What the task asks
Count how many lines of the data below contain the string "person", matching letter case exactly, and reply with that number alone.

— Begin Excerpted data —

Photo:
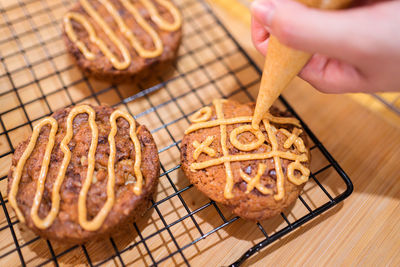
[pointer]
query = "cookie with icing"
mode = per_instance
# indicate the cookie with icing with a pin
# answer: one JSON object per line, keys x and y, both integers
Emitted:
{"x": 119, "y": 40}
{"x": 84, "y": 172}
{"x": 256, "y": 173}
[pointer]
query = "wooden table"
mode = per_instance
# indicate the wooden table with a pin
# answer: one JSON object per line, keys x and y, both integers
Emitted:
{"x": 364, "y": 231}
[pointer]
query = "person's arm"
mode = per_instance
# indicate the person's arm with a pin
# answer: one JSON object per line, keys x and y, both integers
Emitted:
{"x": 355, "y": 50}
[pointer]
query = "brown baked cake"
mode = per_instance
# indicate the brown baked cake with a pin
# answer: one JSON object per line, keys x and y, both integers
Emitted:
{"x": 118, "y": 40}
{"x": 256, "y": 173}
{"x": 67, "y": 186}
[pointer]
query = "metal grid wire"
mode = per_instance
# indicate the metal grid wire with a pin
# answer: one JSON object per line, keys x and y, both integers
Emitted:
{"x": 210, "y": 64}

— End Excerpted data —

Solution to the exercise
2